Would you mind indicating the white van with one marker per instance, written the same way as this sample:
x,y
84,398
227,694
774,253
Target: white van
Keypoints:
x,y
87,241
####
Your task: Once more, write out all the data above exactly as given.

Exercise answer:
Would you mind indicating the white van with one marker per instance, written the same way as this sample:
x,y
84,398
227,694
774,253
Target: white van
Keypoints:
x,y
87,241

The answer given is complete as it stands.